## YOUR OBJECTIVE:
Give again, word for word, every line in the entries below from the line with "Highlight scooter parked on sidewalk." up to and including the line with "Highlight man's hand.", and no other line.

★ ★ ★ ★

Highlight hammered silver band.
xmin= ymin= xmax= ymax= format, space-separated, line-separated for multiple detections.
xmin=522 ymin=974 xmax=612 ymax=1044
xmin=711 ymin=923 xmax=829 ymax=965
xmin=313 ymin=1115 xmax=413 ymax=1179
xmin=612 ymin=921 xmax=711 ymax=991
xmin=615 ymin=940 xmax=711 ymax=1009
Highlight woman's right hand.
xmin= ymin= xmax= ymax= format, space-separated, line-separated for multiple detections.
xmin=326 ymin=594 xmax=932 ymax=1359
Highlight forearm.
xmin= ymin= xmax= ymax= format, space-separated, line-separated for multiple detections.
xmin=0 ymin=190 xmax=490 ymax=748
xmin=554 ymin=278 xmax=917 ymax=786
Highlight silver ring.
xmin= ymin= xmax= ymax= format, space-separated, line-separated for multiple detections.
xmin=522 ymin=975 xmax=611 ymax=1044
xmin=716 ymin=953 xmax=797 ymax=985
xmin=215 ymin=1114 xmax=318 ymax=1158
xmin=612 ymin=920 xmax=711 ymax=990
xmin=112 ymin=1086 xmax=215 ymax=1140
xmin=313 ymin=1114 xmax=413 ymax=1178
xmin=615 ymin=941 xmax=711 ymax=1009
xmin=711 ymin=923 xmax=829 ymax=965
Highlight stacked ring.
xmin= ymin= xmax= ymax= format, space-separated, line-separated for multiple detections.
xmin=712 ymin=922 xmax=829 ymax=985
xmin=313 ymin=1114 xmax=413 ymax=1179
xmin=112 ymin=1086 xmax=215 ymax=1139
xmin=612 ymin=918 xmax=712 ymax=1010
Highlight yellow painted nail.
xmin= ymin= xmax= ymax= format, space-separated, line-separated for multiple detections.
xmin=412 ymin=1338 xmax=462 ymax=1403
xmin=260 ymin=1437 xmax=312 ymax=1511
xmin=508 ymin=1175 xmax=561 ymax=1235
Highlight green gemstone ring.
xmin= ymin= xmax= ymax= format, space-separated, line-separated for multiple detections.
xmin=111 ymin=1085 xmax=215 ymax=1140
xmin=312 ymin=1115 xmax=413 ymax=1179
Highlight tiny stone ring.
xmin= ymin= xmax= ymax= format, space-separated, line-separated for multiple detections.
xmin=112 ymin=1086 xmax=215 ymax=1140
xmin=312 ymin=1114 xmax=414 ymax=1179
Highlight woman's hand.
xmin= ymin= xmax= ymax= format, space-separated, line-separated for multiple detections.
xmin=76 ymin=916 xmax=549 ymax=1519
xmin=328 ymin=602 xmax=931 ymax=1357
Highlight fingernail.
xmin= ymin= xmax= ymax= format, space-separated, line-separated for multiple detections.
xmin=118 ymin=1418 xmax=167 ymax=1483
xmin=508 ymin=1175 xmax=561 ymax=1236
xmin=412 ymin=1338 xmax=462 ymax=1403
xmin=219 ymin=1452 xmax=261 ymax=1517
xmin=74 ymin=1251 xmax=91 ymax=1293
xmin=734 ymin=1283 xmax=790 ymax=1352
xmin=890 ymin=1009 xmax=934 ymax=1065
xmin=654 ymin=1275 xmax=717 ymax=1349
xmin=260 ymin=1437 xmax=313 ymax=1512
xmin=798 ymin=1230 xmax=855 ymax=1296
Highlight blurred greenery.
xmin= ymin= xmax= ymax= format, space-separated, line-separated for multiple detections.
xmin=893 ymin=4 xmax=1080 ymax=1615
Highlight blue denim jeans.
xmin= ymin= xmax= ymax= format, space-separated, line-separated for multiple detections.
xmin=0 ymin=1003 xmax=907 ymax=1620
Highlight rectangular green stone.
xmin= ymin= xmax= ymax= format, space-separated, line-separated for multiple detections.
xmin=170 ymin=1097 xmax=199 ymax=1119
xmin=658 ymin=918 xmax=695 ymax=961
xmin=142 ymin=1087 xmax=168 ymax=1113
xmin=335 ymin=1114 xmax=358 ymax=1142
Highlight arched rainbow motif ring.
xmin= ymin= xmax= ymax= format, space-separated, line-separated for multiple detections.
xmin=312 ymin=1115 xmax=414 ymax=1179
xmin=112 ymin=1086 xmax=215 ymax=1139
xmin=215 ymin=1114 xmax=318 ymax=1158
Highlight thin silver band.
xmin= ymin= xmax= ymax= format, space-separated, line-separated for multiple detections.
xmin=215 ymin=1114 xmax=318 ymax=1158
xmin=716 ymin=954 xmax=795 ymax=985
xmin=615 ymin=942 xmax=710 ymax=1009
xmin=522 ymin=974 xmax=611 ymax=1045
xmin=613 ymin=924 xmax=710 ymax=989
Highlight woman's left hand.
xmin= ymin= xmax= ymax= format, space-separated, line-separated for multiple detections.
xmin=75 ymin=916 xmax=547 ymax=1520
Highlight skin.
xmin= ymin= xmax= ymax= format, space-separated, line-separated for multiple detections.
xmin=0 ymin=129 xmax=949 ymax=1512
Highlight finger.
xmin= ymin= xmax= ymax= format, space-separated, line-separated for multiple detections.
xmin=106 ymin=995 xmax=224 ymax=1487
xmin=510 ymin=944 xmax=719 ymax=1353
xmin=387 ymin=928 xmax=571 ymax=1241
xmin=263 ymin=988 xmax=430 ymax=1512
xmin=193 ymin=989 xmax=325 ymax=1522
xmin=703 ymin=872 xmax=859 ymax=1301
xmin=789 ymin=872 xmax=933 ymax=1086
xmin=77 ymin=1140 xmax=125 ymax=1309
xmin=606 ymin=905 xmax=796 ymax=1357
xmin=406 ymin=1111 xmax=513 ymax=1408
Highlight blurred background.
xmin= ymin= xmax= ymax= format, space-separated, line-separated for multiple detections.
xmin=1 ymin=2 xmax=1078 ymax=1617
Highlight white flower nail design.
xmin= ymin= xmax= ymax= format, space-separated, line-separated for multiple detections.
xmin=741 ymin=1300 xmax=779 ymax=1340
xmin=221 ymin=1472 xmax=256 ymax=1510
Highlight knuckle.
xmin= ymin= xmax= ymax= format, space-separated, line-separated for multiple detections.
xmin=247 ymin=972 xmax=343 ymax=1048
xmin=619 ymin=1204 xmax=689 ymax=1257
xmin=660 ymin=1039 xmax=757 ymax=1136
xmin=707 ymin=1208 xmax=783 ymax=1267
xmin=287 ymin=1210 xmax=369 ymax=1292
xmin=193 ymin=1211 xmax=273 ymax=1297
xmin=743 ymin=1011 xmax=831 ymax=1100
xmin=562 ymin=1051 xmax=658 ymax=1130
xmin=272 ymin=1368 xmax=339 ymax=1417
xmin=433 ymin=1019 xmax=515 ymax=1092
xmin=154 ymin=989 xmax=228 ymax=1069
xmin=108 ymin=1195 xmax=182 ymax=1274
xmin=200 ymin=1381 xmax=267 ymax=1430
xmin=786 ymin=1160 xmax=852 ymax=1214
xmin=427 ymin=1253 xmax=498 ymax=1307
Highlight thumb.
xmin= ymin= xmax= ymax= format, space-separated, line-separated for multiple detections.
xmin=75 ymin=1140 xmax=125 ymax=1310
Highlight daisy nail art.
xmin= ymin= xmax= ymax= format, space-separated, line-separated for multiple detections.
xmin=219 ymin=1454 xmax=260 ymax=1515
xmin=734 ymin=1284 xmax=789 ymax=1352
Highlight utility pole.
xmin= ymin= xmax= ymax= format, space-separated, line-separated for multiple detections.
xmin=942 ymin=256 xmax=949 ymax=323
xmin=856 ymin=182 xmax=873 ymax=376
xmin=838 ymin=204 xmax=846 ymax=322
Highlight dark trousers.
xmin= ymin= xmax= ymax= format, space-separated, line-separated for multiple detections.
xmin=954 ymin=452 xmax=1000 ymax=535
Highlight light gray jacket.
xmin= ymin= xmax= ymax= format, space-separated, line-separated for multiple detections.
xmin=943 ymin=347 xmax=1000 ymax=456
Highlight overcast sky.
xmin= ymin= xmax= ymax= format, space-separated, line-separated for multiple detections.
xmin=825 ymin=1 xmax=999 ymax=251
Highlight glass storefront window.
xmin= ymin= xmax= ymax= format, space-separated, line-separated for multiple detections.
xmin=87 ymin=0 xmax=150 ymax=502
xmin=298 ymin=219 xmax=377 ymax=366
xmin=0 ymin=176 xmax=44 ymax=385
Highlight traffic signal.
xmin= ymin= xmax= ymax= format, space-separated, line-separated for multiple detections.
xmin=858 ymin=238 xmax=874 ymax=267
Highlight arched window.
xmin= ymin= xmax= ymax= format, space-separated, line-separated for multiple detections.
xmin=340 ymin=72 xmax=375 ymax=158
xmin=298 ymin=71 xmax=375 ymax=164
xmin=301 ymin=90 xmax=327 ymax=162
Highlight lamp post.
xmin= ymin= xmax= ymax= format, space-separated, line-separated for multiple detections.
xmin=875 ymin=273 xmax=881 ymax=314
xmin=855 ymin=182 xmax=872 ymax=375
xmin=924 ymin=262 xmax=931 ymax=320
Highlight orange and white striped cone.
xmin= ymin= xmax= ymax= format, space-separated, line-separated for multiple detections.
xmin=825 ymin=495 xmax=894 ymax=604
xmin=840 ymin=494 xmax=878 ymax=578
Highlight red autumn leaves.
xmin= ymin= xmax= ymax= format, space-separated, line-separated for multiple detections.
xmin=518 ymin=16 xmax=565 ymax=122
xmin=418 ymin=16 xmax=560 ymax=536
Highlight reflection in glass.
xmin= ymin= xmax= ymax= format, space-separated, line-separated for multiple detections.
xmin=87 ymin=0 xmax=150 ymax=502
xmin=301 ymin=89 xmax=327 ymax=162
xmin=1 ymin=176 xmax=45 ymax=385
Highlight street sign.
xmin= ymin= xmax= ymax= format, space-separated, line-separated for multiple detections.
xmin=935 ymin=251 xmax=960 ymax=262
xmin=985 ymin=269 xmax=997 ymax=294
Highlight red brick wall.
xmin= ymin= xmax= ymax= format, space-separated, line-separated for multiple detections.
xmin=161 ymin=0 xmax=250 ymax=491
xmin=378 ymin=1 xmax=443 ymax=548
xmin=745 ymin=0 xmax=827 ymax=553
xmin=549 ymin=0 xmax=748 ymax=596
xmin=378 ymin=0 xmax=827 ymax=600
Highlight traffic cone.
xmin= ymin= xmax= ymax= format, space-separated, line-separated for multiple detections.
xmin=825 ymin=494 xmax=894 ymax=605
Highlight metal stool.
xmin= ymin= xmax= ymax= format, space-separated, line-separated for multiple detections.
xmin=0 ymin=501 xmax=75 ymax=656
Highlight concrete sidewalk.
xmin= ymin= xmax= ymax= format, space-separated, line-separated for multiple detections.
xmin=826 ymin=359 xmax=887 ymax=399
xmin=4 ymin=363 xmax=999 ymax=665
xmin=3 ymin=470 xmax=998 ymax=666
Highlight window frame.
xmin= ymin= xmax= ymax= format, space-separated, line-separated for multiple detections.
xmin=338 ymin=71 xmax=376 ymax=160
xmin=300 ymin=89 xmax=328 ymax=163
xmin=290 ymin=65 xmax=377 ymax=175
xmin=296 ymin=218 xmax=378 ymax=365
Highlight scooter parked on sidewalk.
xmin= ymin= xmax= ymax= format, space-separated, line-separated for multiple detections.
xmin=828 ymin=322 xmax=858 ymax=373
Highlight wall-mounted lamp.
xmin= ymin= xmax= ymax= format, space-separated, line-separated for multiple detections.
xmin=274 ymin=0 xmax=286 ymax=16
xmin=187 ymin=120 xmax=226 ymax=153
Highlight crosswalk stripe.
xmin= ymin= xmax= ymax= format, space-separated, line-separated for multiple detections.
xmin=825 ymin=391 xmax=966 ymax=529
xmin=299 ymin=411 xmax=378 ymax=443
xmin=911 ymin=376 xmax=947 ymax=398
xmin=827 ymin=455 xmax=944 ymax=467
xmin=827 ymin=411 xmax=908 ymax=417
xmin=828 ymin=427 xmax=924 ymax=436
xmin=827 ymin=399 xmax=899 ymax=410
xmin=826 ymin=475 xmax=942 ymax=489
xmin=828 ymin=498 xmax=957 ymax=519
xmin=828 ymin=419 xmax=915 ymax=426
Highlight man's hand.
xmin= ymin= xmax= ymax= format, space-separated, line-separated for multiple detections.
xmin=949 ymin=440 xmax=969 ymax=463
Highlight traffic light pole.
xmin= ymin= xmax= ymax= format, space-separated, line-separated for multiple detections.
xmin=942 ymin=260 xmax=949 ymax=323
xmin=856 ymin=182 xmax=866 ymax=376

★ ★ ★ ★

## RESPONSE TO THIS EXERCISE:
Highlight scooter parked on sidewalk.
xmin= ymin= xmax= ymax= format, space-separated, line-separated for multiple detections.
xmin=828 ymin=322 xmax=858 ymax=373
Highlight wall-mounted lamp.
xmin= ymin= xmax= ymax= format, space-separated, line-separated for multiple detections.
xmin=274 ymin=0 xmax=286 ymax=16
xmin=187 ymin=120 xmax=226 ymax=153
Highlight crosswalk stripe.
xmin= ymin= xmax= ymax= format, space-separated, line-separated for multiple detections.
xmin=825 ymin=391 xmax=966 ymax=529
xmin=299 ymin=411 xmax=378 ymax=443
xmin=911 ymin=376 xmax=947 ymax=398
xmin=827 ymin=455 xmax=944 ymax=467
xmin=827 ymin=411 xmax=908 ymax=417
xmin=828 ymin=427 xmax=924 ymax=436
xmin=827 ymin=399 xmax=899 ymax=410
xmin=826 ymin=475 xmax=942 ymax=489
xmin=828 ymin=498 xmax=957 ymax=519
xmin=828 ymin=419 xmax=915 ymax=426
Highlight man's hand.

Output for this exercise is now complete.